# Quoted passage:
%%

Why does AI show outdated information about your business?
And how that bug is changing the world as we know it.
AI search shows outdated information about your business because every AI chatbot pulls from a third-party search index with its own crawl schedule. The index lags the live web by days or weeks. The gap is widening, not closing, because the web AI is reading from is increasingly written by other AI systems reading older versions of the web.
I made a fix on a client site. I verified it. I requested a reindex. I waited. Weeks later, Claude was still telling me to fix things I had already fixed.
Not a day. Not two. Weeks.
When I finally pushed back, Claude told me its search results were running through a third-party index with its own refresh cadence on top of Google’s. It told me the lag was its problem, not mine. It told me to skip the AI and verify at google.com directly.
That answer is the architecture of every AI search product, briefly visible.
How AI search actually works
When an AI chatbot answers a question by searching the web, it isn’t searching the web. It’s searching one specific search engine’s index of the web. The UI never says so. The distinction is invisible. It also determines everything the AI can and cannot see.
Claude reads through Brave Search. Anthropic confirmed it in March 2025 by adding Brave to its subprocessor list, and software engineer Simon Willison verified it independently by running matching queries through Claude and Brave and comparing the citations.
ChatGPT reads through Bing. OpenAI’s VP of Engineering said as much in a public AMA: “we use a set of services and Bing is an important one.” Independent log analysis shows Bing handling most of ChatGPT’s web retrieval, supplemented by OpenAI’s own crawler, OAI-SearchBot.
Gemini and AI Overviews read through Google’s index. The same pipeline that powers Search. Google publishes the API in Gemini’s developer documentation. A tool called “Grounding with Google Search” returns search results as structured citations the model writes around.

%%

# Given data:
%%

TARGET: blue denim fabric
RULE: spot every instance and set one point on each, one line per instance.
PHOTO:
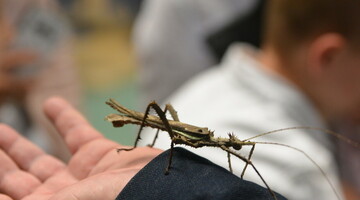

%%

# About this task:
Continue the article about why AI search shows outdated business information, starting right after its last sentence.

# Result of the task:
Perplexity is the messy one. It maintains its own crawler, PerplexityBot, with its own index. It also uses third-party search APIs.
Three separate webs. Plus Perplexity standing somewhere between them.
When something on a page changes, the relevant search engine’s crawler has to re-crawl the page on its own schedule before any of these AIs see the change. Crawl frequency varies by site authority and traffic. Low-traffic pages wait longer at every engine. The AI inherits whatever lag its underlying search provider has, and the user sees the lag without ever seeing the provider.
That’s the architecture problem. The deeper problem is what the architecture is now reading from.
Why it’s getting worse, not better
In April 2025, Ahrefs analyzed 900,000 newly created web pages and found that 74.2% of them contained AI-generated content. Three out of four. That’s not a forecast. That’s what the live web actually looked like a year ago. The percentage is higher now.
The training data for the next generation of these models is the same pool. The next generation reads a pool more synthetic than this generation read. The generation after that reads a pool more synthetic still. The arrow points one direction.
This is not a cache lag problem. This is a representation system feeding on itself.
AI eats stale and produces branches of stale. The next AI eats those branches and produces branches of branches. The image of the image of the image. Each generation sees less of the live web and more of the previous generation’s interpretation of the live web.
Baudrillard called this the procession of simulacra: the image leaves the thing behind and starts standing in for it. The endpoint is a representation that bears no relation to the thing it once represented. We have a working example now, deployed at scale, with marketing budgets pointed at it.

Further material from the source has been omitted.